Return every line of the entries that includes the word "below".
Dataset excerpts Start Marker
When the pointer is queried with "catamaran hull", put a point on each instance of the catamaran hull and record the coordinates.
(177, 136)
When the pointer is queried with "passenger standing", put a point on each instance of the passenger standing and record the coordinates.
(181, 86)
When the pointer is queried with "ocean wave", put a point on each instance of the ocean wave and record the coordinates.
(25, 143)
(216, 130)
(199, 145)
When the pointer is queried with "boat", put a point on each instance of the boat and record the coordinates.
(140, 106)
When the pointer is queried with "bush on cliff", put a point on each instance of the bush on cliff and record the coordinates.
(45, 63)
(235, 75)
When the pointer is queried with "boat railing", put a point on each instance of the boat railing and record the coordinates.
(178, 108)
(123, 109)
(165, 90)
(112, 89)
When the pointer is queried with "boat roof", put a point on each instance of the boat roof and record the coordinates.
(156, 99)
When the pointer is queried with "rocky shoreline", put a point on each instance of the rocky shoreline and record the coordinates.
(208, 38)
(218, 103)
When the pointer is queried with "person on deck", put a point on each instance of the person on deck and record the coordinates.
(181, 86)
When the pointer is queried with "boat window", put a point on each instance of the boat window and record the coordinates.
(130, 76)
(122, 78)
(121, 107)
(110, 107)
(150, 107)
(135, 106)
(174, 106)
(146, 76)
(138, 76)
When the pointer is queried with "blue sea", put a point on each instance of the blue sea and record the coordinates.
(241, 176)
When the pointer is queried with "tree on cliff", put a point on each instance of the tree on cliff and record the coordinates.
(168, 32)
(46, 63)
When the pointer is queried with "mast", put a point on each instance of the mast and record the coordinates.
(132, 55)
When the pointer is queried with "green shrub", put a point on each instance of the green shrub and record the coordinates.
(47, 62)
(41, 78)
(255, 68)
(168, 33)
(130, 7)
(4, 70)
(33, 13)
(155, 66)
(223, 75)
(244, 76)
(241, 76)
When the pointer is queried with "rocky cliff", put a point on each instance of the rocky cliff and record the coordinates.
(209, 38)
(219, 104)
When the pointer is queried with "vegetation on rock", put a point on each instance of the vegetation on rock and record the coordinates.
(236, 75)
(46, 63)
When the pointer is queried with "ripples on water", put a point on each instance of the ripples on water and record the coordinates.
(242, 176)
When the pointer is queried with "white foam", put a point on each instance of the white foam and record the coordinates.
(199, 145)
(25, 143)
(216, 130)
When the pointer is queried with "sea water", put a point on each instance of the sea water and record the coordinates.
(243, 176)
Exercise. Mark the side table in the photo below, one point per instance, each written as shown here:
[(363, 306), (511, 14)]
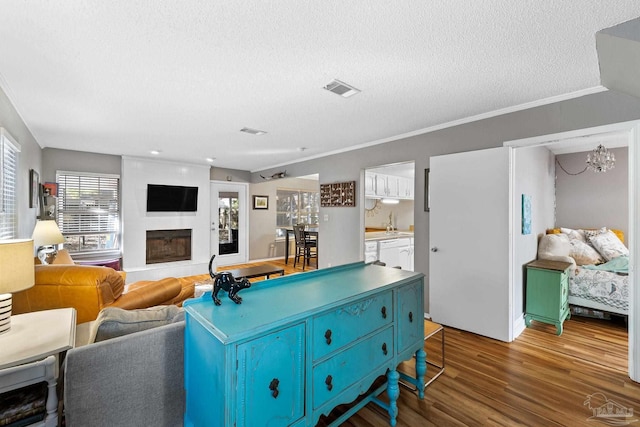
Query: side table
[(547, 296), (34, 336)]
Dataset excerpts End Marker
Dataset excerpts Start Marker
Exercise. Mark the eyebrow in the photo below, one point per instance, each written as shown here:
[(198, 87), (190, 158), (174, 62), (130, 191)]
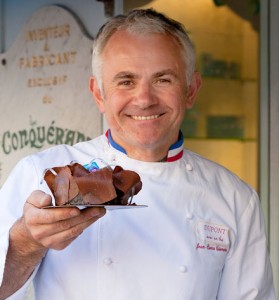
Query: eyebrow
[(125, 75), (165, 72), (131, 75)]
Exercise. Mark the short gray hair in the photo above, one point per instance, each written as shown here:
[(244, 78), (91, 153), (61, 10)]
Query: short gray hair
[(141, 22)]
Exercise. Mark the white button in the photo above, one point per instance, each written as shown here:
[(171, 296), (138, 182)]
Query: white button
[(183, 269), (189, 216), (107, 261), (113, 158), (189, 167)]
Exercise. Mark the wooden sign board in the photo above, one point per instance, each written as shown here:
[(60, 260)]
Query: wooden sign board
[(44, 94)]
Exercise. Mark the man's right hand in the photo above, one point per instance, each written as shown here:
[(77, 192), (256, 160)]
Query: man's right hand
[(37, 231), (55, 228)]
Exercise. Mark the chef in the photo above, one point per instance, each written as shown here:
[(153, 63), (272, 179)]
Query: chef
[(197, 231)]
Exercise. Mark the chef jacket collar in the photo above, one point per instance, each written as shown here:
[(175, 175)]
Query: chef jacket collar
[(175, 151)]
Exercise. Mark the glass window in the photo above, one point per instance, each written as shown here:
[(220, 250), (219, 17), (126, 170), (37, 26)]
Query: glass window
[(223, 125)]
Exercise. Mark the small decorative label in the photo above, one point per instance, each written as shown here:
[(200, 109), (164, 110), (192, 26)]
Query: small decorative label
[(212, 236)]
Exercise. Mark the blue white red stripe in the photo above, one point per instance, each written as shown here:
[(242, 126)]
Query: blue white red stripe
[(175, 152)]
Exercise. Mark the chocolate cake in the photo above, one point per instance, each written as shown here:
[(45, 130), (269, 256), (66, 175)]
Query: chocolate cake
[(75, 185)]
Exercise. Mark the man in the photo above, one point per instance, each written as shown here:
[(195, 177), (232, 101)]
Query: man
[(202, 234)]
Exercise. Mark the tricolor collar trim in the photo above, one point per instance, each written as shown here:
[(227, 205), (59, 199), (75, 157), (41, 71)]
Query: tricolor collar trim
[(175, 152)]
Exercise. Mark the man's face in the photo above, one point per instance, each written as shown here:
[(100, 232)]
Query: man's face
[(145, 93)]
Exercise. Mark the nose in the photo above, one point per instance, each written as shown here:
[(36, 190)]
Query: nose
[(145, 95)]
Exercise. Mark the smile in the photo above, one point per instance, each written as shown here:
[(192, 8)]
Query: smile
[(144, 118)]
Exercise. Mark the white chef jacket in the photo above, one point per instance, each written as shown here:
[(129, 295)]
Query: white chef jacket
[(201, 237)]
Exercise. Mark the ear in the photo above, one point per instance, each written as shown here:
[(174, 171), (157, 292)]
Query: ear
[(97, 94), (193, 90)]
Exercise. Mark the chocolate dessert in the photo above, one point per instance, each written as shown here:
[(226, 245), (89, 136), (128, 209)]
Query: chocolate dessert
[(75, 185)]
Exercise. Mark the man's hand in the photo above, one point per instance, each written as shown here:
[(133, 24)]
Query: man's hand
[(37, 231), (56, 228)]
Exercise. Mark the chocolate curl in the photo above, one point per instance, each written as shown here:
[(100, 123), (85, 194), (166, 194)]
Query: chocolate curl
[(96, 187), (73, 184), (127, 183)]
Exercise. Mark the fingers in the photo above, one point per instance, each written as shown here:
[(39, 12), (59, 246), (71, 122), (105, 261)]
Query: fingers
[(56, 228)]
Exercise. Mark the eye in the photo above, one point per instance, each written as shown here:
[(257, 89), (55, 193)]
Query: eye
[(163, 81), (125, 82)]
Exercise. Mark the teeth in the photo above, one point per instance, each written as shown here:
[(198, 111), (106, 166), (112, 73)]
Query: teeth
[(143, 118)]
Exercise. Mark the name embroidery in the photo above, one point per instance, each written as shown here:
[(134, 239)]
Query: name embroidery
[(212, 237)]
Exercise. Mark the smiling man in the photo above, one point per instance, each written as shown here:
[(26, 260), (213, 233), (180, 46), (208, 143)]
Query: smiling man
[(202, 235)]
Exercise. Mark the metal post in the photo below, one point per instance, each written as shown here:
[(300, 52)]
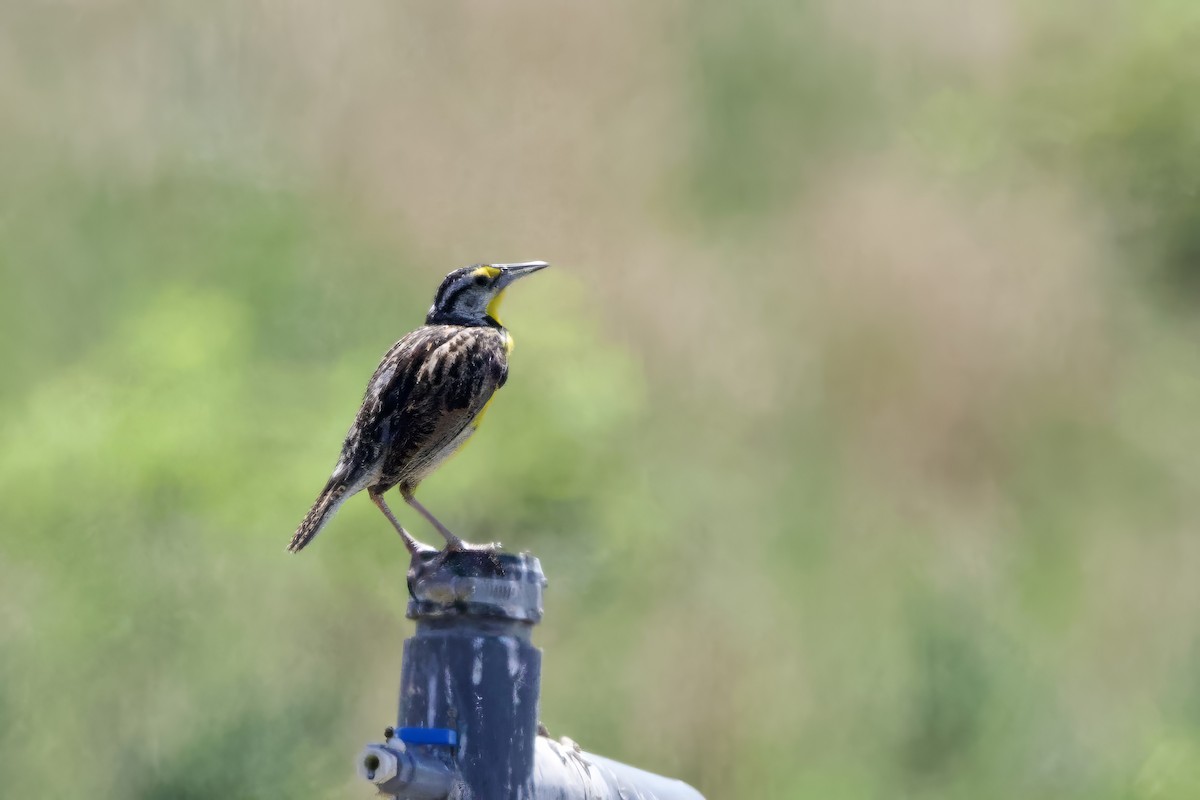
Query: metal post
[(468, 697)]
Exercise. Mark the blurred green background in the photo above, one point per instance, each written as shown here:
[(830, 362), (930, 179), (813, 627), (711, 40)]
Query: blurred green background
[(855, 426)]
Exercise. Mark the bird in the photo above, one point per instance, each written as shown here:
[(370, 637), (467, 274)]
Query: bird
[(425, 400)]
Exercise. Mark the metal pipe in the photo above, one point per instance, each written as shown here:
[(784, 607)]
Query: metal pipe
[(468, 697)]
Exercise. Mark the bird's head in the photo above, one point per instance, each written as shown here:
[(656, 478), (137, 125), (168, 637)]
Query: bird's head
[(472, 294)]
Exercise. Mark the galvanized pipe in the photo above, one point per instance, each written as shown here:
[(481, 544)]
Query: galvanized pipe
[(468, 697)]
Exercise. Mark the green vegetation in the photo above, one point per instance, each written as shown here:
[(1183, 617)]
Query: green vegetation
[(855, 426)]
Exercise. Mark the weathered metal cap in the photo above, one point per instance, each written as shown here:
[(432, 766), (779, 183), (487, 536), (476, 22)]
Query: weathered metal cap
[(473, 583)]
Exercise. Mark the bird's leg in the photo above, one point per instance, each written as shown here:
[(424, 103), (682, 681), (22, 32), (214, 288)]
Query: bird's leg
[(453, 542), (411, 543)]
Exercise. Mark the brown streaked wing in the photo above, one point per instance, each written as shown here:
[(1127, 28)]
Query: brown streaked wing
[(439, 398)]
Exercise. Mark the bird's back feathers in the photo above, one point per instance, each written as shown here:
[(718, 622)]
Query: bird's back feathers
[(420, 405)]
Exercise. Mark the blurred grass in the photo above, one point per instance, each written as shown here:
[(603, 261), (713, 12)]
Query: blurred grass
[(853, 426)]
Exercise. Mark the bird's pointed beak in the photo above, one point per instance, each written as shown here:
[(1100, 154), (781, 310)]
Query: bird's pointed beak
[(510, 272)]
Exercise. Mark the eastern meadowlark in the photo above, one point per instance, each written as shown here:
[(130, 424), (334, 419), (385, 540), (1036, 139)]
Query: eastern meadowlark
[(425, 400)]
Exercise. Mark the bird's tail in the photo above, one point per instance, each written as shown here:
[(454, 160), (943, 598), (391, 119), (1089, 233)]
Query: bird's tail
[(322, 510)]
Dataset excerpts End Marker
Task solution:
Exercise. Mark the side table in the photo below, one point per instance, each written as shown here:
Exercise. Mark the eyebrow in the photo below, one point per instance, each written as shown here:
Exercise. Mark the metal post in the photo below, one point per instance, each written as shown here:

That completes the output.